**MATERIAL FOR THIS EXERCISE:**
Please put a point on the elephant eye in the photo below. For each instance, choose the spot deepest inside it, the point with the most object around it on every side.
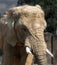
(24, 29)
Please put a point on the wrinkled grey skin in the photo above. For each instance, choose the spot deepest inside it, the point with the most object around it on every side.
(24, 31)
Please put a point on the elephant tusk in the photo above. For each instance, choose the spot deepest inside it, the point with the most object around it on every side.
(28, 50)
(49, 53)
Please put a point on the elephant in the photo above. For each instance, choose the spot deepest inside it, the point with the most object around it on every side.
(24, 27)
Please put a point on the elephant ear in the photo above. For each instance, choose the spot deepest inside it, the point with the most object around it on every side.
(11, 37)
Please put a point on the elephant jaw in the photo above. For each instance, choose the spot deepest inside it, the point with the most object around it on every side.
(49, 53)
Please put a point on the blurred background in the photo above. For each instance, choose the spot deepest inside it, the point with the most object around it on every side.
(50, 9)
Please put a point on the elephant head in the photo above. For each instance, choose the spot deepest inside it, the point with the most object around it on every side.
(26, 24)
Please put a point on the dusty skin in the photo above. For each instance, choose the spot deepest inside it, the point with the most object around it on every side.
(23, 26)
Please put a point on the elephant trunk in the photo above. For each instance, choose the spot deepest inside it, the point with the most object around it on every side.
(41, 55)
(39, 49)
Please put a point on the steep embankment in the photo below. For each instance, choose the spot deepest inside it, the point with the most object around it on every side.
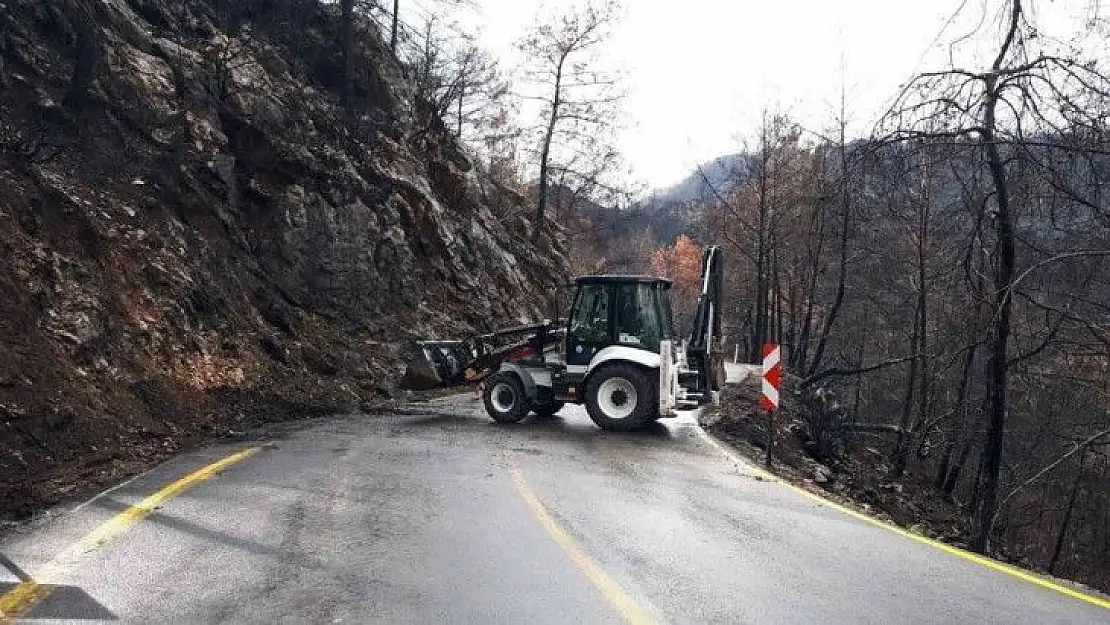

**WORK ORDER:**
Copy nothing outside the span: please output the lines from the one with "Please put a point on the elephant jaw" through the end of the entries above, and skip the pictures.

**ANSWER FOR THE TASK:**
Please put a point on the elephant jaw in the photo above. For each instance, choose the spot deepest inside it, the point with the most object around it on every side.
(49, 53)
Please put a point on the blurred background in the photo above. For each instance, choose the spot deepest inside it, the point with the most object around it on every side.
(50, 9)
Please put a point on the elephant head in the photo above. For each instance, choose the spot deepest inside it, the point with the most object around it on every side.
(26, 24)
Please put a point on the dusty skin in the photo above. For each instance, choose the spot deepest inside it, the point with the most object around it on every side.
(23, 26)
Please put a point on the elephant trunk in the photo above. For each instance, choose the spot deepest inside it, the point with the most object around it on every side.
(41, 55)
(39, 49)
Please put a point on the steep embankment in the photo below. For each instance, choose the spot deepest inside it, the point with the most object around it on every side.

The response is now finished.